- Written task -
Rewrite everything from the first line down to and including the line containing "[441,304,475,341]", and raise each bounding-box coordinate by 93.

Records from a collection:
----

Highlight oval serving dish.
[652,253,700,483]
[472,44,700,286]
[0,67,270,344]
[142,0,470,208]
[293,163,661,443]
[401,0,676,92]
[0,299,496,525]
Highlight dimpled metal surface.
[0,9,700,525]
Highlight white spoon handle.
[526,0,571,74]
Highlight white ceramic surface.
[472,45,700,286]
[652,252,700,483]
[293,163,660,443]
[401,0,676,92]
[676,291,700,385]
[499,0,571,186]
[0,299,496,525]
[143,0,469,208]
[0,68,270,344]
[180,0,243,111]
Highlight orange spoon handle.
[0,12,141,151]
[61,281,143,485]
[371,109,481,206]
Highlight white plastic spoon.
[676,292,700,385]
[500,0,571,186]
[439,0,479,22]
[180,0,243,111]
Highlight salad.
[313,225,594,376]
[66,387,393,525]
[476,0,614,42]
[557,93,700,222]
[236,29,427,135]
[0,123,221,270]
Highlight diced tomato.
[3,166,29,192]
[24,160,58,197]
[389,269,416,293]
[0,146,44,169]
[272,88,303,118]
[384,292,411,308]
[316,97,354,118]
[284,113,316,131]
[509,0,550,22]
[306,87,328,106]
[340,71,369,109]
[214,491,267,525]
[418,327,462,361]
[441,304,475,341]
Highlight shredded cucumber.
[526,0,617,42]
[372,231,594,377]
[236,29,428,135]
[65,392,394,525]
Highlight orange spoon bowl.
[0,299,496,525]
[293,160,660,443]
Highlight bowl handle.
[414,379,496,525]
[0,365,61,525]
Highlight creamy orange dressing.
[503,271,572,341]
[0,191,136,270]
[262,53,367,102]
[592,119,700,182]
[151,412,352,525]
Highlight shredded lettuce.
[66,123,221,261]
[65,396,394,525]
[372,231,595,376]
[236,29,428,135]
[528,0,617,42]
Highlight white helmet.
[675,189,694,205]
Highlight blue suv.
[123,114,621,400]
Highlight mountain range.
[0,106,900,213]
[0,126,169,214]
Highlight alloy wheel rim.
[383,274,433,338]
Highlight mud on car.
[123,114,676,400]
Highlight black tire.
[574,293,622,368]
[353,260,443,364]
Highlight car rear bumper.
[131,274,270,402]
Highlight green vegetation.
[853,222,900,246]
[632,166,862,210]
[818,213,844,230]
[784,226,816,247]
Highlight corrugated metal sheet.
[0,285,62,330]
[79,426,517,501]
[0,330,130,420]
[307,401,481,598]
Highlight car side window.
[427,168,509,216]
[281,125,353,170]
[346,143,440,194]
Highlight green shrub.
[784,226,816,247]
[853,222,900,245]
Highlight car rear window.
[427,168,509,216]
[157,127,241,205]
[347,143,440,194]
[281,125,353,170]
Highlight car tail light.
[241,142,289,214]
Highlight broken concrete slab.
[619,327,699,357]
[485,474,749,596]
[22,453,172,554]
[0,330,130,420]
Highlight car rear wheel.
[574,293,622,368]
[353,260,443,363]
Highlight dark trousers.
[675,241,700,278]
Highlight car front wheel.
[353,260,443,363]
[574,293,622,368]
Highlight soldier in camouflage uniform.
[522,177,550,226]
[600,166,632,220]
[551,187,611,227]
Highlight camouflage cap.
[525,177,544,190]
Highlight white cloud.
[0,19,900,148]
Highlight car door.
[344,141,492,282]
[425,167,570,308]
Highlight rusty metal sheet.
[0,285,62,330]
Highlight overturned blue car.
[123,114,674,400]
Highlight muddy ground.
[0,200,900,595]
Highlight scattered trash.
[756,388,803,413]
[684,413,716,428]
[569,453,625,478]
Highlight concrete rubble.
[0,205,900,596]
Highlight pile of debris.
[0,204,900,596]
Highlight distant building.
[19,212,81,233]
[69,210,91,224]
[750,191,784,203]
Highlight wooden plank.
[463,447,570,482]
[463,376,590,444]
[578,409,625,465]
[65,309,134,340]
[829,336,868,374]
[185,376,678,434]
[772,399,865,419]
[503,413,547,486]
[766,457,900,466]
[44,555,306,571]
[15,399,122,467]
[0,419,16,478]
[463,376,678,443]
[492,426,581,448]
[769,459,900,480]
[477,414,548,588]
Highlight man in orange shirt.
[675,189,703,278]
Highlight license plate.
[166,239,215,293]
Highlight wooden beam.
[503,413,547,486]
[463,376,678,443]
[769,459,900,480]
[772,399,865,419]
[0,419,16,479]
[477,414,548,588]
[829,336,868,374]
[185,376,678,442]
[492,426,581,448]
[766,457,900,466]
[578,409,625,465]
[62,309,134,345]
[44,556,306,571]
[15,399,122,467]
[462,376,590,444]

----

- Exercise response -
Highlight oval serving dish.
[745,346,793,576]
[565,137,793,379]
[93,160,363,437]
[235,93,563,301]
[386,256,754,536]
[494,93,769,185]
[93,392,589,618]
Highlight dimpled metal surface.
[93,102,793,618]
Highlight white spoon handle.
[619,93,664,167]
Highlight white ceramic surface.
[565,138,793,379]
[745,345,793,576]
[386,256,753,536]
[494,93,769,185]
[769,384,793,478]
[592,93,664,279]
[93,392,589,618]
[236,93,562,301]
[93,161,363,437]
[273,93,336,204]
Highlight orange spoon handle.
[93,105,234,244]
[154,374,236,578]
[464,202,574,299]
Highlight white plastic spoon.
[769,385,793,478]
[593,93,664,279]
[532,93,572,115]
[273,93,336,204]
Highlight salad.
[406,318,687,469]
[159,480,486,618]
[569,93,707,135]
[650,186,793,315]
[329,122,520,228]
[93,216,314,363]
Highlight diced tomato.
[96,259,122,285]
[117,253,151,290]
[482,362,509,386]
[93,239,137,262]
[365,181,396,211]
[477,385,504,401]
[409,190,447,211]
[377,206,409,224]
[602,93,643,115]
[399,180,421,199]
[433,164,462,202]
[307,584,360,618]
[511,420,555,454]
[534,397,568,434]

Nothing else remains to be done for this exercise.